§ **Task requirements**:
[a] Please reproduce the passage from the writing page below, starting with "Sometimes the best" and going on through "making ideas accessible.".
[b] List every topic that the writing page below says its author covers on Medium.

Writing
I write about neurotechnology, accessibility, AI ethics, and the human implications of emerging technology. My work focuses on asking hard questions about who benefits when we build the future—and who gets left behind.
Medium
I publish technical tutorials, educational explainers, and essays about brain-computer interfaces on Medium. My articles have reached 3,000+ readers and have been featured in multiple neurotechnology publications and newsletters.
Topics I cover include:
- Building accessible brain-computer interfaces
- Technical methods for BCI prototyping with Arduino and Python
- The accessibility gaps in current neurotechnology
- Making complex neuroscience concepts understandable to non-experts
- The ethics of neural interfaces and cognitive augmentation
Interlinked Newsletter
Interlinked was a tech ethics newsletter I founded in 2022 that grew to 5,000+ subscribers. Over two years, I published 100,000+ words—roughly two novels' worth—exploring AI, neurotechnology, biotech, and the intersection of emerging technology and human values.
The newsletter examined questions like:
- What happens when AI systems make decisions about human lives?
- Who owns the data from your brain when you use a neural interface?
- How do we build technology that serves human flourishing, not just efficiency?
- What does it mean to augment human capability ethically?
I archived the newsletter in 2024 to focus on other projects, but the work represents two years of sustained thinking about the technologies that will fundamentally reshape what it means to be human.
Amplifitica
Amplifitica is a 50,000-word science fiction anthology I self-published in 2023. The collection uses speculative fiction to explore ethical questions across AI, neurotechnology, and biotechnology.
Sometimes the best way to understand technology's implications is to imagine the worlds it might create. The stories in Amplifitica examine consciousness, agency, and what it means to be human when the boundaries keep shifting. Each story grapples with a different ethical dilemma emerging from current research in AI and neuroscience.
Eon Magazine
I'm a two-time top 2% finalist (out of 5,000+ entries) in Eon Magazine's ethics essay contest. My essays explored AI consciousness and neural privacy—topics that sit at the uncomfortable intersection of philosophy, neuroscience, and technology policy.
The work was recognized for rigor and clarity in explaining complex technical concepts with significant ethical implications. Writing for a general audience about highly technical topics requires distilling without oversimplifying, and maintaining intellectual honesty while making ideas accessible.
Why I Write
I write because the technologies being built today—neural interfaces that read thoughts, AI systems that make life-altering decisions, biotech that could fundamentally alter human biology—are advancing faster than our collective ability to think through their implications.
Someone needs to ask the hard questions. Someone needs to make the complex concepts accessible. Someone needs to consider who gets left behind when we race toward the future.
That's what my writing tries to do: make emerging technology understandable, question who it serves, and explore what it means to build tools that augment humanity while remaining deeply humane.

§ **Source material**:
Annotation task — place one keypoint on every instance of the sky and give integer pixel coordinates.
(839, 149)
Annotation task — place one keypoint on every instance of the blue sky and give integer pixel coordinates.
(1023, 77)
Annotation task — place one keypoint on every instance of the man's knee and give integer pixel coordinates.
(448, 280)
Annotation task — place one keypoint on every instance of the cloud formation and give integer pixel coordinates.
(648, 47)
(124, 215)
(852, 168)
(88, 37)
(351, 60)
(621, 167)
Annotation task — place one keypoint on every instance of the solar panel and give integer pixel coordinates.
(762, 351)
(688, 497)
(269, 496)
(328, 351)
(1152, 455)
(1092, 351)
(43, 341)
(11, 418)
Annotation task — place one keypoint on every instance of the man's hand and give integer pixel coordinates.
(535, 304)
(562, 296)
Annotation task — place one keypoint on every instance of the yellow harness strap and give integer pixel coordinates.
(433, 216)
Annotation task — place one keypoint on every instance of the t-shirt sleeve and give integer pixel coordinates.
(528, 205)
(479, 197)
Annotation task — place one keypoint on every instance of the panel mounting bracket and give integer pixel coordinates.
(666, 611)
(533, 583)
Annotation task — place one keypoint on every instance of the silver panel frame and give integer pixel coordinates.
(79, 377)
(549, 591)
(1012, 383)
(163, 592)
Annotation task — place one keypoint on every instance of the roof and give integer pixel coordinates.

§ **Task solutions**:
[a]
Sometimes the best way to understand technology's implications is to imagine the worlds it might create. The stories in Amplifitica examine consciousness, agency, and what it means to be human when the boundaries keep shifting. Each story grapples with a different ethical dilemma emerging from current research in AI and neuroscience.
Eon Magazine
I'm a two-time top 2% finalist (out of 5,000+ entries) in Eon Magazine's ethics essay contest. My essays explored AI consciousness and neural privacy—topics that sit at the uncomfortable intersection of philosophy, neuroscience, and technology policy.
The work was recognized for rigor and clarity in explaining complex technical concepts with significant ethical implications. Writing for a general audience about highly technical topics requires distilling without oversimplifying, and maintaining intellectual honesty while making ideas accessible.

[b]
- Building accessible brain-computer interfaces
- Technical methods for BCI prototyping with Arduino and Python
- The accessibility gaps in current neurotechnology
- Making complex neuroscience concepts understandable to non-experts
- The ethics of neural interfaces and cognitive augmentation